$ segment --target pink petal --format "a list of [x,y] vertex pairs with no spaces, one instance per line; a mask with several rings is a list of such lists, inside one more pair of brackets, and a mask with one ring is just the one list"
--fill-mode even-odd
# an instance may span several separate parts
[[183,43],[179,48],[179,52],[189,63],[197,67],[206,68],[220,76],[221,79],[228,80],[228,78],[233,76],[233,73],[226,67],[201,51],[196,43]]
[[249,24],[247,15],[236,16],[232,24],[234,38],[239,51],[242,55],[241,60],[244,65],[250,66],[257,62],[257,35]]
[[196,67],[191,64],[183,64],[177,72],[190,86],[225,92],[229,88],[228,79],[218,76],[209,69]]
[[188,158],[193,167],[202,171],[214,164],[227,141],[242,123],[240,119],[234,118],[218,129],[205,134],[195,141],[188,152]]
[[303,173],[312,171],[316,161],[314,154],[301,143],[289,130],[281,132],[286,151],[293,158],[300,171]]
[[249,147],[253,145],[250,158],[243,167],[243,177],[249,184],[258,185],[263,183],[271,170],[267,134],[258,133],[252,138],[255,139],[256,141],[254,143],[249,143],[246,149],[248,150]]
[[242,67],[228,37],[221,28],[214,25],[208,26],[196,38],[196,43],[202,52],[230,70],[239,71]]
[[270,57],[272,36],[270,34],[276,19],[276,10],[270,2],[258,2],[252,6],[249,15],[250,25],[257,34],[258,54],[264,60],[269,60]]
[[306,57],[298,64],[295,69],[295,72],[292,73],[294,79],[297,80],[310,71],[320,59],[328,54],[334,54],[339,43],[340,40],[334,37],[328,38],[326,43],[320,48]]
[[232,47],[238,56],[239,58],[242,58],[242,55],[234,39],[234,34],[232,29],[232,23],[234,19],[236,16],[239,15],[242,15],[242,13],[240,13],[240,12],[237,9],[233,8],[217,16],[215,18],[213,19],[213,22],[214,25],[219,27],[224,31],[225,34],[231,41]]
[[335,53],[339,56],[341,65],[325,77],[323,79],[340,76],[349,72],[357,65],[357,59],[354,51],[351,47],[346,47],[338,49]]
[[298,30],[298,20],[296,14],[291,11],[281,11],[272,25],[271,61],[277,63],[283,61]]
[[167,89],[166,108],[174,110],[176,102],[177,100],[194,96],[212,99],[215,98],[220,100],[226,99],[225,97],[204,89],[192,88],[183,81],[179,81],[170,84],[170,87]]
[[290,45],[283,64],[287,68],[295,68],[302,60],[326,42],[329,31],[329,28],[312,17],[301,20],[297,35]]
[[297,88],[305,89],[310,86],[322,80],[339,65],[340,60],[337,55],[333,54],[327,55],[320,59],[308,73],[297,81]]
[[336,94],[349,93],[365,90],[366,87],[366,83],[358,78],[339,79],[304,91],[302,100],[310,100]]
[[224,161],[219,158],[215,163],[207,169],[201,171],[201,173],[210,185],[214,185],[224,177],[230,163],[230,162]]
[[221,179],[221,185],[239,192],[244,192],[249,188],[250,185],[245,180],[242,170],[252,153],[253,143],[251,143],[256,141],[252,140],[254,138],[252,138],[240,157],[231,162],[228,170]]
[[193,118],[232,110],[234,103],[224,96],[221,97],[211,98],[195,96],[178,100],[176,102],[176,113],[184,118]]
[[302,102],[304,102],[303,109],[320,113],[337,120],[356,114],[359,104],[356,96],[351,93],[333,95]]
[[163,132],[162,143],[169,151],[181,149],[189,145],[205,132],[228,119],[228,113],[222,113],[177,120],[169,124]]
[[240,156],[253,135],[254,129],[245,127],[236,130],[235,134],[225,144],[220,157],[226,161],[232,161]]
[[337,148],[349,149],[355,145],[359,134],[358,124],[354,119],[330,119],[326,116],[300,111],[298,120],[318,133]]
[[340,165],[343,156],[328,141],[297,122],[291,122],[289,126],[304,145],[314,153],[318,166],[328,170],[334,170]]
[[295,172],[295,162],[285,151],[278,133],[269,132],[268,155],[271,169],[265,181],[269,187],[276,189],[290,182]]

[What you will do] Render every line of the items above as a Markdown table with two columns, Row for a running line number and Line for the line's text, omitting any blank lines.

[Output for this task]
| Row | Line |
|---|---|
| 1 | $ segment --target pink petal --format "a list of [x,y] vertex pairs with no spaces, one instance per line; a mask with several rings is a list of such lists, inside one more pair of brackets, and a mask with one ring is just the one list" |
| 2 | --fill-mode even-odd |
| 3 | # an instance may span several separate parts |
| 4 | [[183,43],[179,48],[179,52],[189,63],[197,67],[206,68],[220,76],[221,79],[228,80],[228,78],[233,76],[233,73],[226,67],[201,51],[196,43]] |
| 5 | [[249,24],[247,15],[236,16],[232,24],[234,38],[239,51],[242,55],[241,60],[244,65],[250,66],[257,62],[257,35]] |
| 6 | [[196,67],[191,64],[183,64],[177,72],[190,86],[225,92],[229,88],[228,79],[218,76],[209,69]] |
| 7 | [[188,158],[193,167],[202,171],[214,164],[227,141],[242,123],[240,119],[234,118],[218,129],[205,134],[195,141],[188,152]] |
| 8 | [[303,173],[312,171],[316,161],[314,154],[301,143],[289,130],[281,132],[286,151],[293,158],[300,171]] |
| 9 | [[249,147],[253,145],[250,158],[243,167],[243,177],[249,184],[258,185],[263,183],[271,170],[267,134],[258,133],[252,138],[255,139],[256,141],[254,143],[249,143],[246,149],[248,150]] |
| 10 | [[242,67],[228,37],[221,28],[214,25],[208,26],[196,38],[196,43],[202,52],[230,70],[239,71]] |
| 11 | [[270,57],[272,36],[270,34],[276,19],[276,10],[270,2],[258,2],[252,6],[249,15],[250,25],[257,34],[258,54],[264,60],[269,60]] |
| 12 | [[306,57],[298,64],[295,69],[295,72],[292,73],[294,79],[297,80],[310,71],[320,59],[328,54],[334,54],[339,43],[340,40],[334,37],[328,38],[326,43],[320,48]] |
| 13 | [[232,47],[238,56],[239,58],[242,58],[242,55],[234,39],[234,34],[232,29],[232,23],[234,19],[236,16],[239,15],[242,15],[242,13],[240,13],[240,12],[237,9],[233,8],[217,16],[215,18],[213,19],[213,22],[214,25],[219,27],[224,31],[225,34],[231,41]] |
| 14 | [[335,53],[339,56],[341,65],[325,77],[323,79],[340,76],[349,72],[357,65],[357,59],[354,51],[351,47],[346,47],[338,49]] |
| 15 | [[298,30],[298,20],[296,14],[291,11],[281,11],[272,25],[271,61],[277,63],[283,61]] |
| 16 | [[167,89],[166,108],[174,110],[176,102],[177,100],[194,96],[212,99],[215,98],[220,100],[226,99],[225,97],[204,89],[192,88],[183,81],[179,81],[170,84],[170,87]] |
| 17 | [[290,45],[283,64],[287,68],[295,68],[302,60],[326,42],[329,31],[329,28],[312,17],[301,20],[297,35]] |
| 18 | [[297,88],[305,89],[310,86],[322,80],[339,65],[340,60],[337,55],[333,54],[327,55],[320,59],[308,73],[297,81]] |
| 19 | [[336,94],[349,93],[365,90],[366,87],[366,83],[358,78],[339,79],[304,91],[302,100],[310,100]] |
| 20 | [[224,161],[219,158],[215,163],[207,169],[201,171],[201,173],[210,185],[214,185],[224,177],[230,163],[230,162]] |
| 21 | [[221,179],[221,185],[239,192],[244,192],[249,188],[250,185],[245,180],[242,170],[252,153],[253,143],[251,143],[256,141],[252,140],[254,138],[252,138],[240,157],[231,162],[228,170]] |
| 22 | [[193,118],[232,110],[234,103],[224,96],[221,97],[211,98],[195,96],[178,100],[176,102],[176,113],[184,118]] |
| 23 | [[302,102],[304,102],[303,109],[320,113],[337,120],[356,114],[359,104],[356,96],[351,93],[333,95]] |
| 24 | [[163,132],[162,143],[169,151],[181,149],[189,145],[205,132],[228,119],[228,113],[222,113],[177,120],[169,124]] |
| 25 | [[240,156],[253,135],[254,129],[245,127],[236,130],[235,134],[225,144],[220,157],[226,161],[232,161]] |
| 26 | [[337,148],[349,149],[355,145],[359,134],[358,124],[354,119],[330,119],[326,116],[300,111],[298,120],[318,133]] |
| 27 | [[340,165],[343,156],[328,141],[297,122],[291,122],[289,126],[304,145],[314,153],[318,166],[328,170],[334,170]] |
| 28 | [[295,172],[295,162],[285,151],[278,133],[269,132],[268,155],[271,169],[265,181],[269,187],[276,189],[290,182]] |